** BEGIN **

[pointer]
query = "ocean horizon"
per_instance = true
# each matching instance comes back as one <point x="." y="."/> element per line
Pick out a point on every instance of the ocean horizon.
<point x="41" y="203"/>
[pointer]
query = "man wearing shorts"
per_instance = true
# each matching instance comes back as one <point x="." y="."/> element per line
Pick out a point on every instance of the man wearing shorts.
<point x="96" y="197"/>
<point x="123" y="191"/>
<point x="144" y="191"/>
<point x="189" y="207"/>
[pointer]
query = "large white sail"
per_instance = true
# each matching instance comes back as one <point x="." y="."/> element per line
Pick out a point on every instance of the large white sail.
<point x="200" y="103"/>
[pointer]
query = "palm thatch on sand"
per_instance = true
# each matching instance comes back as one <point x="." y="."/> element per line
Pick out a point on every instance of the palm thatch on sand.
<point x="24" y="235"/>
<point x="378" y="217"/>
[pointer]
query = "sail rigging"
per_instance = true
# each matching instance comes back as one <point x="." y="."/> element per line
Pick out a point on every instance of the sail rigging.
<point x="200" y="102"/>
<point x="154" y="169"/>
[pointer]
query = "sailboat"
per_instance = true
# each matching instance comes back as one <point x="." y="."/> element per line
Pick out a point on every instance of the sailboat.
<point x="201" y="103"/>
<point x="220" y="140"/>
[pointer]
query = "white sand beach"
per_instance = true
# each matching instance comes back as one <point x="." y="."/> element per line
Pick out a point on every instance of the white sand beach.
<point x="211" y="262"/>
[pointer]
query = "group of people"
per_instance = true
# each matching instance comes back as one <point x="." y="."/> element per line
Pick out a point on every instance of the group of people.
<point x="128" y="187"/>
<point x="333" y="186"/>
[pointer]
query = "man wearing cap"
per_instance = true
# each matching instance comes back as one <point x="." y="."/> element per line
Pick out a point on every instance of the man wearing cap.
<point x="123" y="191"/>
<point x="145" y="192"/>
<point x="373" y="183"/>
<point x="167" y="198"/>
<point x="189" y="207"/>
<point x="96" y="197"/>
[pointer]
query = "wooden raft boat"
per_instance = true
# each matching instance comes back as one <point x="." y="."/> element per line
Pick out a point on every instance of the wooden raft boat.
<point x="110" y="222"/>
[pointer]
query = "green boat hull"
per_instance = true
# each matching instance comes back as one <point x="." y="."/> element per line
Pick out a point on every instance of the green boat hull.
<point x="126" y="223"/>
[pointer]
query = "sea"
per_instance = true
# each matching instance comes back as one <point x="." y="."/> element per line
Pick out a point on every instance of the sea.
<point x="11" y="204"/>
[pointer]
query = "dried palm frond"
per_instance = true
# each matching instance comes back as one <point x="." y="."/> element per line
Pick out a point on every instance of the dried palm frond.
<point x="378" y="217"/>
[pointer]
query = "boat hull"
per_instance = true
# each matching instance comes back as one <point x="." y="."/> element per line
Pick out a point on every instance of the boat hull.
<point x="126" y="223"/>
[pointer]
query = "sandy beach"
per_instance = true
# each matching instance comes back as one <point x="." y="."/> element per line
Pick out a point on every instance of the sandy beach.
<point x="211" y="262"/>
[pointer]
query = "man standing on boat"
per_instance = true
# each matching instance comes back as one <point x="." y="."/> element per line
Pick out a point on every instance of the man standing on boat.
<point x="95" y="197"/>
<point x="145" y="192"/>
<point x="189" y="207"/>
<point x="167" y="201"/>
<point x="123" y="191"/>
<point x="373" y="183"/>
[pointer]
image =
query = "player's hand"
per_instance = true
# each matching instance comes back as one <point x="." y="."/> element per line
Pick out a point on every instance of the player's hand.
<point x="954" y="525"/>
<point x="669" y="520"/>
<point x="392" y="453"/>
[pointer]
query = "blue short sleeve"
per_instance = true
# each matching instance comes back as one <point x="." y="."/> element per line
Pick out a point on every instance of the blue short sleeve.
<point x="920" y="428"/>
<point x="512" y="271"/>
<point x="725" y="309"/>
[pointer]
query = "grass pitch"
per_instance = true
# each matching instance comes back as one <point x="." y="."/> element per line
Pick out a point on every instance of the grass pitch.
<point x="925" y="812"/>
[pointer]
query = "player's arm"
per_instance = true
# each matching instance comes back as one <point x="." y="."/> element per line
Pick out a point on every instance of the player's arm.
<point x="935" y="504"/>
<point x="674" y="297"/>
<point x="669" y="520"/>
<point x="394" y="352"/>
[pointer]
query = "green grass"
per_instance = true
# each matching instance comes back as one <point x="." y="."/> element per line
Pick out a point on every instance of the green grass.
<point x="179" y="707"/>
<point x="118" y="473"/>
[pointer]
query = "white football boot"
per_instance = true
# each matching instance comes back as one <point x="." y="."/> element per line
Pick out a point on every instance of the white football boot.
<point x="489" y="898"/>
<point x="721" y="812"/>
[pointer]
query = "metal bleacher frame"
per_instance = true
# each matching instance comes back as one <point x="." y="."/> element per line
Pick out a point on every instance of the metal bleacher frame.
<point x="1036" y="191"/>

** END **

# GIVEN REQUEST:
Output the listing above without altering a single character.

# FINISHED EXERCISE:
[pointer]
query = "ocean horizon"
per_instance = true
# each matching instance comes back as one <point x="." y="."/> element per line
Pick out a point on every instance of the ocean horizon.
<point x="41" y="203"/>
[pointer]
query = "man wearing shorts"
per_instance = true
# each matching instance comes back as one <point x="." y="."/> element per line
Pick out a point on every instance of the man wearing shorts.
<point x="96" y="197"/>
<point x="123" y="191"/>
<point x="144" y="191"/>
<point x="189" y="207"/>
[pointer]
query = "large white sail"
per_instance = true
# each matching instance comes back as one <point x="." y="."/> element per line
Pick out a point on every instance of the large white sail.
<point x="200" y="103"/>
[pointer]
query = "palm thatch on sand"
per_instance = true
# each matching instance comes back as one <point x="." y="."/> element per line
Pick out a point on every instance of the palm thatch on sand.
<point x="24" y="235"/>
<point x="378" y="217"/>
[pointer]
query = "sail rigging"
per_instance = true
# each matching instance comes back as one <point x="." y="."/> element per line
Pick out a point on every instance of the sail rigging.
<point x="200" y="102"/>
<point x="154" y="169"/>
[pointer]
query = "sailboat"
per_instance = true
# each matching instance comes back as one <point x="." y="."/> element per line
Pick out a point on every instance of the sailboat.
<point x="201" y="103"/>
<point x="220" y="140"/>
[pointer]
query = "white sand beach"
per_instance = true
# each matching instance comes back as one <point x="." y="."/> element per line
Pick out a point on every instance of the white sand beach.
<point x="211" y="262"/>
[pointer]
query = "group of people"
per_instance = true
# each matching instance comes back as one <point x="." y="."/> element per line
Pick out a point on every instance of the group of people.
<point x="128" y="187"/>
<point x="333" y="186"/>
[pointer]
query = "man wearing cap"
per_instance = true
# each matching instance comes back as one <point x="." y="."/> element per line
Pick out a point on every instance of the man wearing cap.
<point x="123" y="191"/>
<point x="145" y="192"/>
<point x="373" y="183"/>
<point x="167" y="198"/>
<point x="189" y="207"/>
<point x="96" y="197"/>
[pointer]
query = "wooden raft boat"
per_instance = true
# each matching instance comes back as one <point x="." y="."/> element per line
Pick out a point on every instance of the wooden raft boat.
<point x="110" y="222"/>
[pointer]
query = "green boat hull"
per_instance = true
# each matching instance comes back as one <point x="." y="."/> element per line
Pick out a point on every instance of the green boat hull.
<point x="126" y="223"/>
[pointer]
query = "sea"
per_instance = true
# each matching instance comes back as one <point x="." y="."/> element per line
Pick out a point on every instance of the sea.
<point x="11" y="204"/>
[pointer]
query = "dried palm frond"
per_instance = true
# each matching instance comes back as one <point x="." y="."/> element per line
Pick out a point on every instance of the dried palm frond.
<point x="378" y="217"/>
[pointer]
query = "boat hull"
per_instance = true
# each matching instance comes back as one <point x="." y="."/> element per line
Pick out a point on every instance of the boat hull.
<point x="126" y="223"/>
[pointer]
query = "sandy beach"
per_instance = true
# each matching instance comes back as one <point x="." y="."/> element per line
Pick out a point on every instance of the sandy beach.
<point x="211" y="262"/>
[pointer]
query = "man standing on boat"
per_instance = true
# each matching instance comes back as one <point x="." y="."/> element per line
Pick out a point on every instance of the man standing on boat.
<point x="95" y="197"/>
<point x="145" y="192"/>
<point x="189" y="207"/>
<point x="167" y="201"/>
<point x="123" y="191"/>
<point x="373" y="183"/>
[pointer]
image =
query = "player's hand"
per_instance = true
# each matching instance comes back as one <point x="." y="."/> element per line
Pick out a point on every instance of the player's hand.
<point x="954" y="525"/>
<point x="669" y="520"/>
<point x="392" y="453"/>
[pointer]
query = "blue short sleeve"
per_instance = true
# each matching instance comes back as one <point x="." y="."/> element per line
Pick out a point on every instance of the blue short sleeve.
<point x="920" y="428"/>
<point x="512" y="271"/>
<point x="725" y="309"/>
[pointer]
query = "grass pitch"
per_instance = true
# each matching instance comes back as one <point x="." y="."/> element per line
Pick out a point on every instance of the grass pitch.
<point x="925" y="812"/>
[pointer]
query = "player's arm"
per_instance = true
# each matching instance comes back as one <point x="." y="."/> element per line
Pick out a point on every instance of the player's arm.
<point x="935" y="504"/>
<point x="674" y="297"/>
<point x="669" y="520"/>
<point x="394" y="352"/>
[pointer]
query = "green grass"
per_instance = true
# each matching instance comes back as one <point x="." y="."/> element per line
Pick out a point on every instance of the green grass.
<point x="179" y="707"/>
<point x="118" y="473"/>
[pointer]
query = "white football boot"
per_instance = true
# each matching instance comes back as one <point x="." y="."/> element per line
Pick out a point on every instance of the white football boot.
<point x="489" y="898"/>
<point x="721" y="812"/>
[pointer]
query = "metal bleacher frame"
per_instance = true
# each matching instance comes back as one <point x="." y="."/> element per line
Pick out a point on every instance of the metal bleacher frame.
<point x="1036" y="191"/>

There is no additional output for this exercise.